| Task A |
Answer these questions from the methods passage.
(i) How often were cells imaged in the experiments on fusion of two HBB–eGFP foci?
(ii) What was used to bleach the HBB–eGFP in the FRAP assay?
(iii) At which wavelengths was the deoxyhaemoglobin fraction monitored?
| Task B |
Decide whether each statement agrees with the methods passage, and quote the words that settle it.
(i) Cells for plasmid transfection were plated in 24-well plates.
(ii) The FITC channel used a 150-ms exposure.
(iii) The sample was deoxygenated with argon.
| Task C |
Reproduce part of the methods passage word for word. Begin at the words "Timelapse imaging" and stop after "the FRAP results.".

| Reading passage |
Plasmid transfection
For plasmid transfection, about 3 × 105 cells were plated per well in 12-well plate precoated with type I collagen (354236, BD Bioscience) and cultured for 12 h. Cells were then transfected with the respective constructs by Lipofectamine 2000 reagent (11668019, Thermo Fisher Scientific) following the protocol provided.
Quantification of HBB–eGFP foci
Wide-field imaging was performed on cells plated in glass bottom plate (Nest Biotechnology) 24 h after transfection as previously described62. The Nikon Ti-E microscope equipped with motorized stage and Neo Vacuum cooled Scientific CMOS Camera (Andor Technology) was used. Images were collected using ×10 or ×20 Apo objective lens with 15-ms exposure for differential interference contrast channel and 150-ms exposure for FITC channel. The number of cells expressing green fluorescence was counted as the denominator, and the number of foci-positive cells was counted as the numerator.
Timelapse imaging
Cells were grown on a 15-mm glass bottom dish (Nest) and images were taken with the Ultraview Vox confocal system (Volocity 6.3.00, Perkin Elmer) system using a ×60 oil objective. For experiments of fusion of two HBB–eGFP foci, cells were imaged every 5 min, 24 h after transfection.
Fluorescence recovery after photobleaching
Fluorescence recovery after photobleaching (FRAP) assay was conducted using the FRAP module of the Nikon confocal microscopy system. The HBB–eGFP was bleached using a 488-nm laser beam. Bleaching was focused on a circular region of interest using 100% laser power and timelapse images were collected. Fluorescence intensity was measured using Nikon confocal microscopy system (NIS Elements AR 4.50.00). Values are reported as ratios relative to pre-bleaching time points. GraphPad Prism is used to plot and analyse the FRAP results.
Determination of oxygen dissociation curve and P50
The blood was collected by retro-orbital puncture into a blood collection tube (BD Vacutainer), centrifuged for 15 min at 400g to remove the supernatant, and WT and Hbb-cKO chondrocytes were obtained and as described above. RBCs containing 3 mg haemoglobin and 1 × 107 chondrocytes diluted in 4 ml of BLOODOX-Solution buffer were mixed with 20 μl BSA (Thermo Fisher Scientific) and 20 μl of anti-foaming agent (Sigma Aldrich). Oxygenation-dissociation analyser (BLOODOX-2018 Analyser, Softron Biotechnology) was used to determinate the oxygen dissociation curves. The sample buffer was drawn into a cuvette, equilibrated and brought to 37 °C, and oxygenated to 100% with air at the same time. After adjustment of the pO2 (oxygen partial pressure) value, the sample was deoxygenated with nitrogen. A Clark oxygen electrode was used to detect changes of oxygen tension during the deoxygenation process on the x axis of an x–y recorder, whereas the deoxyhaemoglobin fraction was simultaneously monitored by dual-wavelength spectrophotometry at 560 nm and 570 nm, and displayed on the y axis. Finally, the oxygen dissociation curve (ODC) was automatically recorded on graph paper, and the P50 value was extrapolated on the x axis as the point at which O2 saturation is 50%.

| Given entries |
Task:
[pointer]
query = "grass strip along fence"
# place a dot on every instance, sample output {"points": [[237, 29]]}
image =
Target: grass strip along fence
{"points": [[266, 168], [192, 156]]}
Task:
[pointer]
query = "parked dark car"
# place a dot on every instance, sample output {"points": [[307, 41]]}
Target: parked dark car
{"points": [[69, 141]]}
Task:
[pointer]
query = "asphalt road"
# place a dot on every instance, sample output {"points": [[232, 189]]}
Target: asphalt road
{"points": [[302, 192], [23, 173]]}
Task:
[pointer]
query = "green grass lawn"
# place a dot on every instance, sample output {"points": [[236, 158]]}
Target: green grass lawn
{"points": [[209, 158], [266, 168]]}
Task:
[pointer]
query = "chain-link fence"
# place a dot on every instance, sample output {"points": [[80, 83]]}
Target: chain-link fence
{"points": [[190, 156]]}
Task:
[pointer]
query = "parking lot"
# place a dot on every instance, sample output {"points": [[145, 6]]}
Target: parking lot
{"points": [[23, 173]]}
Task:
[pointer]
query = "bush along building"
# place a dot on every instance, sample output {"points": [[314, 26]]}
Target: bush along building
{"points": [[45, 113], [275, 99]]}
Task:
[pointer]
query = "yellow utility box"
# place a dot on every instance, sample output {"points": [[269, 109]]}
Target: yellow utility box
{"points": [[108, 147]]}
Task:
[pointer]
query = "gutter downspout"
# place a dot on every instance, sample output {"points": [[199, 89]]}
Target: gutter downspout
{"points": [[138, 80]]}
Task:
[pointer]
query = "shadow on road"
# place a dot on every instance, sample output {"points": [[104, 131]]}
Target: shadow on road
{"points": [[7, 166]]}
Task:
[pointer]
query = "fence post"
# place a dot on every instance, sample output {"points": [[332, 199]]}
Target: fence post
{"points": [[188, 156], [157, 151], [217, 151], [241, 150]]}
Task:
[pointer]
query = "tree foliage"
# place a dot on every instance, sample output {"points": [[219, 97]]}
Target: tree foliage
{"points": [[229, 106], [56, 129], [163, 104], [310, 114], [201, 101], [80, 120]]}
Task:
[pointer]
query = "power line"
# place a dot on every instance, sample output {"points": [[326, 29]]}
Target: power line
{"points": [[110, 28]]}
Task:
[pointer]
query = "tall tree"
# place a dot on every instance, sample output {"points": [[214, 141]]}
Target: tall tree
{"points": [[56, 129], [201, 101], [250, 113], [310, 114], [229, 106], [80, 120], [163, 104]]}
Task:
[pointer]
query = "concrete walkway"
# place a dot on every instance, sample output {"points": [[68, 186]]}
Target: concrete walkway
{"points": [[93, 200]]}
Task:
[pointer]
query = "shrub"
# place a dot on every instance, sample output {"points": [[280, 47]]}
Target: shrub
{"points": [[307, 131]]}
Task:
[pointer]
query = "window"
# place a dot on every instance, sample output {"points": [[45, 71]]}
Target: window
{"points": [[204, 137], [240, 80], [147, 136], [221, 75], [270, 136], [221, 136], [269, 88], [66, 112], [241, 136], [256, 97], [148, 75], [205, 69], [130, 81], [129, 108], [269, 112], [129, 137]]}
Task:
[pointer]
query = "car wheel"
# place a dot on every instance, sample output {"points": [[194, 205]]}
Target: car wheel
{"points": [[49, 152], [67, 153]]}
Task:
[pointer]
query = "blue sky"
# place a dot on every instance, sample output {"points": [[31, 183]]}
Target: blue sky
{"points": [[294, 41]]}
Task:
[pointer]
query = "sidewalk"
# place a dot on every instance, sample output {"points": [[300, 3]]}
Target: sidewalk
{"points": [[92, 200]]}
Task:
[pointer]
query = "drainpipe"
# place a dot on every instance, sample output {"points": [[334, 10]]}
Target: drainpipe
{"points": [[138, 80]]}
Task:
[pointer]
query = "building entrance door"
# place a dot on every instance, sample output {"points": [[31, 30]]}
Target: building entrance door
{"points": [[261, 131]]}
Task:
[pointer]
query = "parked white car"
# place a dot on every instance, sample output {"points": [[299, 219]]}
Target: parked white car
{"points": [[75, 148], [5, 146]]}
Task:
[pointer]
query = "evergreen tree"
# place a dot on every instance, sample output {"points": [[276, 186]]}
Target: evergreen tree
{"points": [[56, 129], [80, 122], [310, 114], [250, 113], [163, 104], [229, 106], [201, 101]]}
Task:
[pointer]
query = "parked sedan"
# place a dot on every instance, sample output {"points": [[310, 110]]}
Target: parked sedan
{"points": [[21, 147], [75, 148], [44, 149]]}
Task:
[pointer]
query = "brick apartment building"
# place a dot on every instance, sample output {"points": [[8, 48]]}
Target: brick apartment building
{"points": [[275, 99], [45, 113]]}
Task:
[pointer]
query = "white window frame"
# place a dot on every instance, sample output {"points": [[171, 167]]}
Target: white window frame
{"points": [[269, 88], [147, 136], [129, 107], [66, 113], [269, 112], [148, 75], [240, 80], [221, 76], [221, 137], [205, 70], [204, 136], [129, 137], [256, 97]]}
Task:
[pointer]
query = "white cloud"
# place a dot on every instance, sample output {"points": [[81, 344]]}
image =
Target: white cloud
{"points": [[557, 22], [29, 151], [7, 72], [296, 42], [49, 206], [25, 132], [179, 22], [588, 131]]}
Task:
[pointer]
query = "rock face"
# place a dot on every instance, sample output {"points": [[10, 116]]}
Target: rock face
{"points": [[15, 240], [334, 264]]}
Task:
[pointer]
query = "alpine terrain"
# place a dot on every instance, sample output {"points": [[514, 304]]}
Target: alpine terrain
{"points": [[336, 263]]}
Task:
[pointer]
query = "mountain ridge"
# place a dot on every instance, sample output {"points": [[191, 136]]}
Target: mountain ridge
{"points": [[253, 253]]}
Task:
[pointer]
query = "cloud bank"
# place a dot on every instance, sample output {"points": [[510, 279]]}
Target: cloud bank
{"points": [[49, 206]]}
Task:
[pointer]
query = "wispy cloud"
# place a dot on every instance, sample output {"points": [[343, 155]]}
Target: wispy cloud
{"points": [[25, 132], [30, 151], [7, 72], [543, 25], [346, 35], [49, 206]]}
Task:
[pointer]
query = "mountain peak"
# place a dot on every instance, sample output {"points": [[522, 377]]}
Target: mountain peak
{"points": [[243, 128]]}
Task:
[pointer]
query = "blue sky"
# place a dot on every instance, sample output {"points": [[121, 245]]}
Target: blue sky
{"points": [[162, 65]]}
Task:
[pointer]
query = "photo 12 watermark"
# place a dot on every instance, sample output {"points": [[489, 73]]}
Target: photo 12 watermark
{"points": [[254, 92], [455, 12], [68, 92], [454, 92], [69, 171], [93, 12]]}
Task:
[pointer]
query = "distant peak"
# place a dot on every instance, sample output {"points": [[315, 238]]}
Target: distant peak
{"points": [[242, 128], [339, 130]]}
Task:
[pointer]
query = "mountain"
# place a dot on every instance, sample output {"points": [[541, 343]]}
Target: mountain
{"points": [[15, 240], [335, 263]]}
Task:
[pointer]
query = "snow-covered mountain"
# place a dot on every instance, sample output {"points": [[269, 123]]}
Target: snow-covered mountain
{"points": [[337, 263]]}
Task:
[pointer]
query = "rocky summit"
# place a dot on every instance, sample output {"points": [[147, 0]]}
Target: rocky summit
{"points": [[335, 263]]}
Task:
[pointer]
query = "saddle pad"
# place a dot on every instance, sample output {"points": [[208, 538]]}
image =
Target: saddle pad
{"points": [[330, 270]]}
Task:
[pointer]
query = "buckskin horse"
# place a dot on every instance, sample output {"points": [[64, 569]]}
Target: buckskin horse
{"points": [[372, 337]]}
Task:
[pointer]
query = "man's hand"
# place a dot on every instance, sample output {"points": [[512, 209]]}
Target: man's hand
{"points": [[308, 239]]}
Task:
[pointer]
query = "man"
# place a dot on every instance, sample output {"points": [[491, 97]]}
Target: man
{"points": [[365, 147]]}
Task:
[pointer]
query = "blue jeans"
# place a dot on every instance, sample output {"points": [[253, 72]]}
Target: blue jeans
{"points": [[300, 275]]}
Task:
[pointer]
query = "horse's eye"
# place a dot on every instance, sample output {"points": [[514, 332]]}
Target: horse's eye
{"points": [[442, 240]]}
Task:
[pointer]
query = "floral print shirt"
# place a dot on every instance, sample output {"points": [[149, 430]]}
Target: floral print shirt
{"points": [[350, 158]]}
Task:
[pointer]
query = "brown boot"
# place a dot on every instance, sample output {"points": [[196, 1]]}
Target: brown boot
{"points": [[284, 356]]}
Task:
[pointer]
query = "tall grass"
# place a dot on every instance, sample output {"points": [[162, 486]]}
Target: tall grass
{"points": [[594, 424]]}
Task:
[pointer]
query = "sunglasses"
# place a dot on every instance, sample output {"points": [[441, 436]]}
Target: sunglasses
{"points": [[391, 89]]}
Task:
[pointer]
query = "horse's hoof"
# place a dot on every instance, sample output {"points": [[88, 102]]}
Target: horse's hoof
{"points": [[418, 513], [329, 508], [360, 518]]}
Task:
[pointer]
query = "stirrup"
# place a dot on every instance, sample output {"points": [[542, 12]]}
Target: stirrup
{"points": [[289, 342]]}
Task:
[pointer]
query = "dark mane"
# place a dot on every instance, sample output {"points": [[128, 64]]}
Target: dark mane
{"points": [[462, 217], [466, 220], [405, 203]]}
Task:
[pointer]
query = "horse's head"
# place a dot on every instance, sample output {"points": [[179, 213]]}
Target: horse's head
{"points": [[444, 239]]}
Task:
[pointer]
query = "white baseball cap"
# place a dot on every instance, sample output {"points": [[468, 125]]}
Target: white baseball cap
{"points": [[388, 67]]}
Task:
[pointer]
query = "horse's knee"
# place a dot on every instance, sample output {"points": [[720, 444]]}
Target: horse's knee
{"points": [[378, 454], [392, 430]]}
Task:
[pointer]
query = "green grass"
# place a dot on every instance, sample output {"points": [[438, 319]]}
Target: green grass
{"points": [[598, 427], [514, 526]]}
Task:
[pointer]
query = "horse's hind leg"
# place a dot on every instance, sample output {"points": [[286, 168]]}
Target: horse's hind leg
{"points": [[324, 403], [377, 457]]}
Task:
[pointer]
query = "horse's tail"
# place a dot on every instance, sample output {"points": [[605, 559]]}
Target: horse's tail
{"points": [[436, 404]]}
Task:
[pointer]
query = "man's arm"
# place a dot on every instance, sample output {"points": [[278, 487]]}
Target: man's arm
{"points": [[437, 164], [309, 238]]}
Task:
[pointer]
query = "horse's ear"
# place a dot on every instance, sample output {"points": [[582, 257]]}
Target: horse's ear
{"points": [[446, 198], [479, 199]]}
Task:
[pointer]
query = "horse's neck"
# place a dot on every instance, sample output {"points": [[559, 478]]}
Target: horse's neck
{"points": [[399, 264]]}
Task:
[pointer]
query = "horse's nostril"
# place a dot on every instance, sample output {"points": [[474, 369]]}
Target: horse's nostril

| Final answer A |
(i) Every 5 min, starting 24 h after transfection.
(ii) A 488-nm laser beam.
(iii) 560 nm and 570 nm.

| Final answer B |
(i) No: "plated per well in 12-well plate precoated with type I collagen"
(ii) Yes: "150-ms exposure for FITC channel"
(iii) No: "the sample was deoxygenated with nitrogen"

| Final answer C |
Timelapse imaging
Cells were grown on a 15-mm glass bottom dish (Nest) and images were taken with the Ultraview Vox confocal system (Volocity 6.3.00, Perkin Elmer) system using a ×60 oil objective. For experiments of fusion of two HBB–eGFP foci, cells were imaged every 5 min, 24 h after transfection.
Fluorescence recovery after photobleaching
Fluorescence recovery after photobleaching (FRAP) assay was conducted using the FRAP module of the Nikon confocal microscopy system. The HBB–eGFP was bleached using a 488-nm laser beam. Bleaching was focused on a circular region of interest using 100% laser power and timelapse images were collected. Fluorescence intensity was measured using Nikon confocal microscopy system (NIS Elements AR 4.50.00). Values are reported as ratios relative to pre-bleaching time points. GraphPad Prism is used to plot and analyse the FRAP results.